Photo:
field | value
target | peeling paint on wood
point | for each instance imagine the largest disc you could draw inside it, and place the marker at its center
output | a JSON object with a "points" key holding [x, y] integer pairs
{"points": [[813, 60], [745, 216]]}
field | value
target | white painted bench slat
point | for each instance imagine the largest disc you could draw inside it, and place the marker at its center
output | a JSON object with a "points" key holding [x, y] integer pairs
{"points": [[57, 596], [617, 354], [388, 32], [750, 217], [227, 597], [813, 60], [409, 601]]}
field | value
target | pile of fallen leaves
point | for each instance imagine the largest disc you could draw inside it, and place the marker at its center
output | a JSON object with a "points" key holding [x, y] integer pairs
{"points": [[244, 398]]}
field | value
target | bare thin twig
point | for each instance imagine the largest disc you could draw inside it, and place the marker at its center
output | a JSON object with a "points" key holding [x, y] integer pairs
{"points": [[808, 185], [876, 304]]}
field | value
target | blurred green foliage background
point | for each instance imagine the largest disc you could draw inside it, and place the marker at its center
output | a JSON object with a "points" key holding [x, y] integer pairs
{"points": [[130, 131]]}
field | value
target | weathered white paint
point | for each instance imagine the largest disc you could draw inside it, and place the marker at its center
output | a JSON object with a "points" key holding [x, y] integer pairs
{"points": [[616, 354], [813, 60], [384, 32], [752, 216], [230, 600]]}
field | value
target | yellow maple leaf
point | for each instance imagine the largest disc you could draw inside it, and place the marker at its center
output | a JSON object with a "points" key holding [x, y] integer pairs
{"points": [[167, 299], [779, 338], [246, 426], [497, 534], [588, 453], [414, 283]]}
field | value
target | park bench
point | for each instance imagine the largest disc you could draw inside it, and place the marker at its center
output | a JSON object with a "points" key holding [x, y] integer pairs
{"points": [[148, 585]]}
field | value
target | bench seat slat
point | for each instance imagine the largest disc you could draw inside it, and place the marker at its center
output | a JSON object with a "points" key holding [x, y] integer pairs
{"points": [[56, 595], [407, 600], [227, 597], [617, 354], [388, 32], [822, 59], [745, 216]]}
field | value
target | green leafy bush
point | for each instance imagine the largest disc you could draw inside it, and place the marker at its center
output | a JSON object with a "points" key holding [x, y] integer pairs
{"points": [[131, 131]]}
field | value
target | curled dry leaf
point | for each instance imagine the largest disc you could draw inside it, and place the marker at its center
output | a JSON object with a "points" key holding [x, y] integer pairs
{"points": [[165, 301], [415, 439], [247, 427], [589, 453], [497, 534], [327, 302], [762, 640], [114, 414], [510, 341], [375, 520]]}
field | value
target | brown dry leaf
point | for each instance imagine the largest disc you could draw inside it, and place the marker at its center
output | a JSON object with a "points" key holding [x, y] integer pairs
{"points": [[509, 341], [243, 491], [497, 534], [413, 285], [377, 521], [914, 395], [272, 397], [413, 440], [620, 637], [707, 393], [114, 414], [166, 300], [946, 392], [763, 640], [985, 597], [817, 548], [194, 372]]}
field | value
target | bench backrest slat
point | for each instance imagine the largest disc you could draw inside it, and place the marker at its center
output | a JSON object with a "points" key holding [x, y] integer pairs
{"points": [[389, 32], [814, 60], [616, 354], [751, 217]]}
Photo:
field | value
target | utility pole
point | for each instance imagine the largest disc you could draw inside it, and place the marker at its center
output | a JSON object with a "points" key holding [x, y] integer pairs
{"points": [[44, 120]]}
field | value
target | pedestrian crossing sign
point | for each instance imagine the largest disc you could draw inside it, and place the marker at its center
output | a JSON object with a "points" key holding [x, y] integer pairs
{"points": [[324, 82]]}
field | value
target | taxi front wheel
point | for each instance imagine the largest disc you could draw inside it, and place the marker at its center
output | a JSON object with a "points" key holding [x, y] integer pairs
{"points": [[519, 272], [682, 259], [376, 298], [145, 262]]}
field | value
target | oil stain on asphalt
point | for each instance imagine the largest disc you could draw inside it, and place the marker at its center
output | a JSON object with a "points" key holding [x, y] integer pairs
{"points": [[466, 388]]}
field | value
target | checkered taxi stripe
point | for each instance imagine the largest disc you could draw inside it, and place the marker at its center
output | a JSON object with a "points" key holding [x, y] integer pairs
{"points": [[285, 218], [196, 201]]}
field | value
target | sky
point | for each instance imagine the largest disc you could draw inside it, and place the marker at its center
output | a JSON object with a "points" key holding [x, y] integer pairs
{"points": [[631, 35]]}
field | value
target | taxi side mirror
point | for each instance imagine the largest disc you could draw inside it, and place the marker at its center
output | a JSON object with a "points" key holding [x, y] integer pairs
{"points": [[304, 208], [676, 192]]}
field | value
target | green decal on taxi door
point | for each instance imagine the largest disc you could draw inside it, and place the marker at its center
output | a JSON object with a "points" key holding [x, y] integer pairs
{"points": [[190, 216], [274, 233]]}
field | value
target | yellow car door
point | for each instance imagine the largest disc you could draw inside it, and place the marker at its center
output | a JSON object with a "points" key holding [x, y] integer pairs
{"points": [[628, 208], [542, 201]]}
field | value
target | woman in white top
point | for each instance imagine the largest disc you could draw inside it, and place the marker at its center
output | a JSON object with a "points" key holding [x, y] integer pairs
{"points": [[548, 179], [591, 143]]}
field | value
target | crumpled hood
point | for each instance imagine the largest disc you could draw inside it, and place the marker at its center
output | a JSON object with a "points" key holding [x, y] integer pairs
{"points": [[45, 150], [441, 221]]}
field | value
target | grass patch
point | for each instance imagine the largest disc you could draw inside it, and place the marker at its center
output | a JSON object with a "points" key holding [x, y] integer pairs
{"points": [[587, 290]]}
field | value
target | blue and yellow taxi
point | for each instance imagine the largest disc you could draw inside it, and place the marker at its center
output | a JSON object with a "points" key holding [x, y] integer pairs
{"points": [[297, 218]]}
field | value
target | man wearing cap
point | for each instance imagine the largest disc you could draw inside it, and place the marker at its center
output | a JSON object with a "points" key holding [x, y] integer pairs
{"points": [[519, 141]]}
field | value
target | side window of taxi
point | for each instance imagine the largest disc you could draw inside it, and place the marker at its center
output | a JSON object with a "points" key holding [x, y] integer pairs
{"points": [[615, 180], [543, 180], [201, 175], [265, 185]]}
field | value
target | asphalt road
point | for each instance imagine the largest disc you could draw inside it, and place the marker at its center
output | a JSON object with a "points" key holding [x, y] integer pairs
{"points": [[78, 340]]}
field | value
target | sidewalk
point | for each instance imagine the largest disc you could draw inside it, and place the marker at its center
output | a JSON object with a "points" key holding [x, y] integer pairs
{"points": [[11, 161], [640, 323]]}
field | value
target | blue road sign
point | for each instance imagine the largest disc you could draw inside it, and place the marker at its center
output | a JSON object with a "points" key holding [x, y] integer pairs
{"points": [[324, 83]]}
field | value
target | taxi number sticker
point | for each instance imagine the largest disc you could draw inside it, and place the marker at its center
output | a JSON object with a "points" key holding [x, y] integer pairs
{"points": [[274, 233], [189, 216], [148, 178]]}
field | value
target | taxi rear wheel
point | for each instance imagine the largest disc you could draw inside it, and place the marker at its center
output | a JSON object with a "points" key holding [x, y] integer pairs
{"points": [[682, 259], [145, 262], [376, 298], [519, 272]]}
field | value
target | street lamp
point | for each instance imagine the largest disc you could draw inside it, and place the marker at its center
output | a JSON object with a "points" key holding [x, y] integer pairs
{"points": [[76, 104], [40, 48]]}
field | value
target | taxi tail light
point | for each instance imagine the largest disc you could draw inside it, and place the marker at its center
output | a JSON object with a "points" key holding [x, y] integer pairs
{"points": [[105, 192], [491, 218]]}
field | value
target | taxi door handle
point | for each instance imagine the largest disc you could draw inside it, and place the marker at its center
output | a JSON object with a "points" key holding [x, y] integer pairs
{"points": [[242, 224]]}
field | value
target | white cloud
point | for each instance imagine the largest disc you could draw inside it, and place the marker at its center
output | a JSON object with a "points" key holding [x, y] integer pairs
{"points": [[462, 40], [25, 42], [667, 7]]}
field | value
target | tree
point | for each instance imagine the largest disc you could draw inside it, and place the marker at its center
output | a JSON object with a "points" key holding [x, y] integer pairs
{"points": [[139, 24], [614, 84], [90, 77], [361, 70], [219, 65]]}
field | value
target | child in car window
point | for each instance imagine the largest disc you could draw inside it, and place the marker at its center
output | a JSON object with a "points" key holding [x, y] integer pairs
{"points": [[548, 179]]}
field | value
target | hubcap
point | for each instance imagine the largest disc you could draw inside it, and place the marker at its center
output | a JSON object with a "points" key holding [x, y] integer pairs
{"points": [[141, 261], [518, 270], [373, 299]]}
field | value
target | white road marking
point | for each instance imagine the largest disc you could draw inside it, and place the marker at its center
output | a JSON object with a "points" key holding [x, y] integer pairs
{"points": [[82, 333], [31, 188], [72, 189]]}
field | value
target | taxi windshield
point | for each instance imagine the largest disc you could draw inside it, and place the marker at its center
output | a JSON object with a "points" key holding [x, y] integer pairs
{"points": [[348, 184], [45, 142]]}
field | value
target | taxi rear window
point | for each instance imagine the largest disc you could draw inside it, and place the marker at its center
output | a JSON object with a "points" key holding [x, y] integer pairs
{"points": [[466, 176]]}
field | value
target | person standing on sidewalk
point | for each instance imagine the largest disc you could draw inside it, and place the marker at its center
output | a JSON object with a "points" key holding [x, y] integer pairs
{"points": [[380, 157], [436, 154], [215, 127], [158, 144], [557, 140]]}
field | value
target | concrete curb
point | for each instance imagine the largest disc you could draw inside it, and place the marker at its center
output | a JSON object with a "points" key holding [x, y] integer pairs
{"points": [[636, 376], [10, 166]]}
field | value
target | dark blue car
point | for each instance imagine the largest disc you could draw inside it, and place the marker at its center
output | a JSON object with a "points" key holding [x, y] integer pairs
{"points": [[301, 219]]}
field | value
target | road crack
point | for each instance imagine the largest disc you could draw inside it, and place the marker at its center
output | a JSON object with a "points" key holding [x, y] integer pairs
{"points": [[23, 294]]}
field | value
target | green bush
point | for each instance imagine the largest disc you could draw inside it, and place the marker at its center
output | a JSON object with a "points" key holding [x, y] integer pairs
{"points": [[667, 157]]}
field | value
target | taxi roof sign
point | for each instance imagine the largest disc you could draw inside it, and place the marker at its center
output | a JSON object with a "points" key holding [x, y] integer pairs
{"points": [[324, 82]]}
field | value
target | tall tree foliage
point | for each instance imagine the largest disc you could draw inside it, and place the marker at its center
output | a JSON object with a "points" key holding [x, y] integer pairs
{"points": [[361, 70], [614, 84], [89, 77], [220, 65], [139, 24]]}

....

Among the entries above, which lines include "yellow"? List them all.

RESULT BELOW:
target | yellow maple leaf
target | yellow car door
target | blue and yellow taxi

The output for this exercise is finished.